# [STORED DATA]
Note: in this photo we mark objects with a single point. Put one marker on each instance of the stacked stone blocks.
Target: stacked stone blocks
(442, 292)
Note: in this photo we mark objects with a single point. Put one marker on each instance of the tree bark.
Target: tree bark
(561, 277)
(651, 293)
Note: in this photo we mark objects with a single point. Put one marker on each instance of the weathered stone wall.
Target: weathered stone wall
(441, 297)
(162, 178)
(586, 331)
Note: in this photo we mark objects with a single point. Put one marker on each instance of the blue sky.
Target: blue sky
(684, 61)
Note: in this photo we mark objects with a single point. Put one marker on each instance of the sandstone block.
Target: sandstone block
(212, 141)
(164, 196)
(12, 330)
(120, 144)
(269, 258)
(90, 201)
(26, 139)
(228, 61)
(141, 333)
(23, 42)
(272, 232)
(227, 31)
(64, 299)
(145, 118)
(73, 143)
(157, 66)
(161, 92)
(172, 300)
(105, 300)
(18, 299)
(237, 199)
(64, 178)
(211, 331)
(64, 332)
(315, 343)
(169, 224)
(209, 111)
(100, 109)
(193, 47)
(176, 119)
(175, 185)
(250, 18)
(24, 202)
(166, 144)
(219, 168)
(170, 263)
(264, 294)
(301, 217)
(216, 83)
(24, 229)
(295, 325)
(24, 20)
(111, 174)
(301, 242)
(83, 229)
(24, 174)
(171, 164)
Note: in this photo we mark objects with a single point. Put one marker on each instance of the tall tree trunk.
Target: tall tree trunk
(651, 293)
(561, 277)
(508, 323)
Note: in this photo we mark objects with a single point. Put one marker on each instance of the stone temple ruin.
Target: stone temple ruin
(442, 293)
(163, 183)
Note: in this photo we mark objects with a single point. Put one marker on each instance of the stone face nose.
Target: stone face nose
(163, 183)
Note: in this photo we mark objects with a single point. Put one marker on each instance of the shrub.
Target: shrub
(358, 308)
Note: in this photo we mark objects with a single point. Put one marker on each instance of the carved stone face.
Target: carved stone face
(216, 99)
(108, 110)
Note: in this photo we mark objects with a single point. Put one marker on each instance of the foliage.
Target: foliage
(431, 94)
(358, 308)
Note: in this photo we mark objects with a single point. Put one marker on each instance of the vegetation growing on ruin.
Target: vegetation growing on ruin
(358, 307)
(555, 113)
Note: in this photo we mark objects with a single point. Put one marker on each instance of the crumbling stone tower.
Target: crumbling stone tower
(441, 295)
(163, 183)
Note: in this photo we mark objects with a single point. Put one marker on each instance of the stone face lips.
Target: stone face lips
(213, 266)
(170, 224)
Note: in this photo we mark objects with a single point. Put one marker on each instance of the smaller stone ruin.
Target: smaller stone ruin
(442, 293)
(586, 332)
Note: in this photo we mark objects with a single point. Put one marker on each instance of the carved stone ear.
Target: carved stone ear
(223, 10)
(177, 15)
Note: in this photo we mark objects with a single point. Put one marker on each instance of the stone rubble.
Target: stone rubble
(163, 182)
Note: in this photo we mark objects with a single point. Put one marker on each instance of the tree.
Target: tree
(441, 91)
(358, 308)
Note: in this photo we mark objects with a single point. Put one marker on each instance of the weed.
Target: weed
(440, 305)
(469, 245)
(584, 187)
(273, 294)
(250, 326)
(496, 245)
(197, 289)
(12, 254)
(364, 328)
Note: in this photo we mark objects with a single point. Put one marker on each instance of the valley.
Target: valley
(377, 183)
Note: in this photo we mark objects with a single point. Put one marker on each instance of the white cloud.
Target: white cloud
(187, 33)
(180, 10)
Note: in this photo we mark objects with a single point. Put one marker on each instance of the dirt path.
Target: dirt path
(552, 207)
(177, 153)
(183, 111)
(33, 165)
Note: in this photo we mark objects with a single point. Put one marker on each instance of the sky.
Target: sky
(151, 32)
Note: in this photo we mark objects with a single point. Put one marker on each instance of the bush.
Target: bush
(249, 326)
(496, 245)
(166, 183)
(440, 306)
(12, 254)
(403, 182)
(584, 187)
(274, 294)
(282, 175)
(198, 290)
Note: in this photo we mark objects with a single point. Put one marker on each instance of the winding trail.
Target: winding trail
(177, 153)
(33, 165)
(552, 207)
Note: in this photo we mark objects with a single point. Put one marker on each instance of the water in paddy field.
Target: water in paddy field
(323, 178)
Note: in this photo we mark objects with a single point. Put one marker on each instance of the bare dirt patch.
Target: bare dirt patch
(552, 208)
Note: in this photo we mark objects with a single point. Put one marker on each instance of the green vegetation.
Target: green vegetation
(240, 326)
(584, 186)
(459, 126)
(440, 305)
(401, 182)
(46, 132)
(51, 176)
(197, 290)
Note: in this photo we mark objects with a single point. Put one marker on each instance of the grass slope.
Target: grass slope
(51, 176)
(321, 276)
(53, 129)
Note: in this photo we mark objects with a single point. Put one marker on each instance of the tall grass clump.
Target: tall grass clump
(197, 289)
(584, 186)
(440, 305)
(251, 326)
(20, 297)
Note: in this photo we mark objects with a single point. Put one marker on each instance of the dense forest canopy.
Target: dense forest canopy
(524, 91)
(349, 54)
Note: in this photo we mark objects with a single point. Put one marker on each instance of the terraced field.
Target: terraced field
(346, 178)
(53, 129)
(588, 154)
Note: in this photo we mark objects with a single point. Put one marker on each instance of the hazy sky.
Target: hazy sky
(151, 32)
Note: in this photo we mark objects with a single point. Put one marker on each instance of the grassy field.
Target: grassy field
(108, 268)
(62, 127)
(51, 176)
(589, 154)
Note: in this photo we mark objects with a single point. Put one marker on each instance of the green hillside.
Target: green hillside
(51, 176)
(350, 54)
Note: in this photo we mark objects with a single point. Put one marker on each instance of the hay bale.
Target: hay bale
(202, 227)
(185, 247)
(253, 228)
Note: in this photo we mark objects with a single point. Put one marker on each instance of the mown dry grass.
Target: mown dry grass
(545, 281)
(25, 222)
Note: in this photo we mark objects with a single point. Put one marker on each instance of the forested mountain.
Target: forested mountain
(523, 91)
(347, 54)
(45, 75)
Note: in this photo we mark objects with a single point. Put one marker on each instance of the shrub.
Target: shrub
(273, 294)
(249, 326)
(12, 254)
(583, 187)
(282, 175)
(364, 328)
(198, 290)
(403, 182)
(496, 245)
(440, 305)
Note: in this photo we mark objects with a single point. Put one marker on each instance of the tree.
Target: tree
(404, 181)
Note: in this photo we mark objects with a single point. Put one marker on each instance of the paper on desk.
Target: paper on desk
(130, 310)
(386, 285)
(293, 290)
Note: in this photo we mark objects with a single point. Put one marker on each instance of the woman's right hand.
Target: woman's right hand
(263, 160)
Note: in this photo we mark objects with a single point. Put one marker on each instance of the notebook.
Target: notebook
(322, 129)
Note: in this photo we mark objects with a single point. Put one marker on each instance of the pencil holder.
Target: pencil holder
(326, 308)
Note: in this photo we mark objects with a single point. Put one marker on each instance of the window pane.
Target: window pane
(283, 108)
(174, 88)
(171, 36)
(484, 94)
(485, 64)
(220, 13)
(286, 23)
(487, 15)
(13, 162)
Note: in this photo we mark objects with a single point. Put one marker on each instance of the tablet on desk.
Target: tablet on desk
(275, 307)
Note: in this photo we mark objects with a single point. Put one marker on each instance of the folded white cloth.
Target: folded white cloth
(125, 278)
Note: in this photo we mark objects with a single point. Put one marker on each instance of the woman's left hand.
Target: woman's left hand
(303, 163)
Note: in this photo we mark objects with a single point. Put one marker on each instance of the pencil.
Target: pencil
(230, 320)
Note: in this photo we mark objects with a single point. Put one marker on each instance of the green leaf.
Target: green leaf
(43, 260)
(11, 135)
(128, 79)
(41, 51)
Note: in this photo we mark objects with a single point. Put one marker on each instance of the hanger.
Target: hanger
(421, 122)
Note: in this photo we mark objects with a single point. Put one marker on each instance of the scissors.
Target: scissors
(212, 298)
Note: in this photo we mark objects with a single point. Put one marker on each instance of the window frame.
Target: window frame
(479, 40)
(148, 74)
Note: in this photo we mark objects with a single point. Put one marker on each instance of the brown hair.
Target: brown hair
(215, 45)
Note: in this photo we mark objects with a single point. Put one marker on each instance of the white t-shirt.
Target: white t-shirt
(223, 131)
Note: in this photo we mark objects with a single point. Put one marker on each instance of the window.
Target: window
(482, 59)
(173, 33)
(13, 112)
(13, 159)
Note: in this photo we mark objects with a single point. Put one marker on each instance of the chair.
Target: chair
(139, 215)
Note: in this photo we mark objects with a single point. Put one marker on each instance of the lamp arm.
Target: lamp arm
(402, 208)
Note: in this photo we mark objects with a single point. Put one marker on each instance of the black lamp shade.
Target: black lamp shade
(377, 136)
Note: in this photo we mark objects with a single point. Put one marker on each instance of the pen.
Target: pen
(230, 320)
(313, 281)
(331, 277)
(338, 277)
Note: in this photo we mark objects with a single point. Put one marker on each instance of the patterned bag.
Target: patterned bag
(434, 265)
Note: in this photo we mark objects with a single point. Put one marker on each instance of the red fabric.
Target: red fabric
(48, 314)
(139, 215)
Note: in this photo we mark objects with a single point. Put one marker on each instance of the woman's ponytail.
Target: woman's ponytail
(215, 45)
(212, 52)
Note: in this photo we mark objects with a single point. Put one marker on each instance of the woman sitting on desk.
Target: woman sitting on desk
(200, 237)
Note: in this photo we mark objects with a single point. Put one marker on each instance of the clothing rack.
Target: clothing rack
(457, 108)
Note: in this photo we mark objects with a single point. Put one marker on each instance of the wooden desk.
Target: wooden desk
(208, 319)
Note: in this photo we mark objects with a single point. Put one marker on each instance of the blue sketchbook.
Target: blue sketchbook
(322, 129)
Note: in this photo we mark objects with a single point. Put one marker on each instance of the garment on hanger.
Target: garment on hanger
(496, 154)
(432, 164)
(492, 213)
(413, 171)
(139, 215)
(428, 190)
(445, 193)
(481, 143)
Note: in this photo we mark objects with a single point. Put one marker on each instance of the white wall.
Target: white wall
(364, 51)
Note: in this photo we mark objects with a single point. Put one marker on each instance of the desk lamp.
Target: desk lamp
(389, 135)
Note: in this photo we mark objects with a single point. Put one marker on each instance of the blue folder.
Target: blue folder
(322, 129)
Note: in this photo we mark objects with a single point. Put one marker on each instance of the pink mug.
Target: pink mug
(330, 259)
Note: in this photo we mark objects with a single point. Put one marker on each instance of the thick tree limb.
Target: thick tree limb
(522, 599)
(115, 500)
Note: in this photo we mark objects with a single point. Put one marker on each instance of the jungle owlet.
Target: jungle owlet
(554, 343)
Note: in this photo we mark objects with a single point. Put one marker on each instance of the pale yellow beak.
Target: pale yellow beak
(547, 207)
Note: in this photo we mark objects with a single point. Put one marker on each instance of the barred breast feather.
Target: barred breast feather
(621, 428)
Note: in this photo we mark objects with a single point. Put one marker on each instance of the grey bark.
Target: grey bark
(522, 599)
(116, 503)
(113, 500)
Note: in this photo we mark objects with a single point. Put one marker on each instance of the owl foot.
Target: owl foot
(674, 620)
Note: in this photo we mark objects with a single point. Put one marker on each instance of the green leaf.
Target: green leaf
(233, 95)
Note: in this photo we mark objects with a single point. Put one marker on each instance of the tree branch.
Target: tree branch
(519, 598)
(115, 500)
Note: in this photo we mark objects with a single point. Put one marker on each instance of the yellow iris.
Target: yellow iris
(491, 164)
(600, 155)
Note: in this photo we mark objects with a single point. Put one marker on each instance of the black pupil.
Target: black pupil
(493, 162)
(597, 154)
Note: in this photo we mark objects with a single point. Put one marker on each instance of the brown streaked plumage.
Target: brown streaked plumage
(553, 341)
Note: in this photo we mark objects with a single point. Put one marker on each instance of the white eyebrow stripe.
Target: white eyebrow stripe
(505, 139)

# [PROMPT]
Return the lines above, from the one containing "thick tree limb." to the end, exactly as they stand.

# [WRITTEN SOLUTION]
Note: in this photo we mark objects with a single point. Put one marker on each instance of the thick tree limb.
Target: thick tree limb
(522, 599)
(115, 500)
Note: in this photo we mark objects with a single point. Put one marker on each instance of the jungle owlet.
Target: jungle owlet
(554, 343)
Note: in this photo we mark objects with a single point. Put one marker on each instance of the pale yellow beak.
Target: pale yellow beak
(547, 207)
Note: in this photo we mark objects with a single point. Put one marker on each instance of the barred breast feather.
Target: barred breast feather
(621, 428)
Note: in this photo we mark objects with a single point. Put one marker on each instance of the grey bark.
Target: grey bark
(522, 599)
(116, 503)
(113, 500)
Note: in this photo we mark objects with a single point. Put one marker on each instance of the owl foot.
Target: owl foot
(674, 620)
Note: in this photo we mark objects with a single point. Put one marker on each instance of the green leaf.
Target: green leaf
(233, 95)
Note: in this photo we mark objects with a single point. Put one marker on each instance of the tree branch.
Target: tree branch
(519, 598)
(115, 500)
Note: in this photo we mark objects with a single point. Put one marker on each instance of the yellow iris.
Target: yellow iris
(491, 164)
(600, 155)
Note: in this photo we mark objects with a single point. Put one marker on each instance of the black pupil.
Target: black pupil
(493, 162)
(597, 154)
Note: in this photo we mark objects with a single point. Put one marker on each instance of the brown streaked plumage.
Target: brown streaked plumage
(553, 341)
Note: in this photo we mark objects with a single point. Put one marker on each instance of the white eyebrow stripe.
Target: white eyebrow stripe
(505, 139)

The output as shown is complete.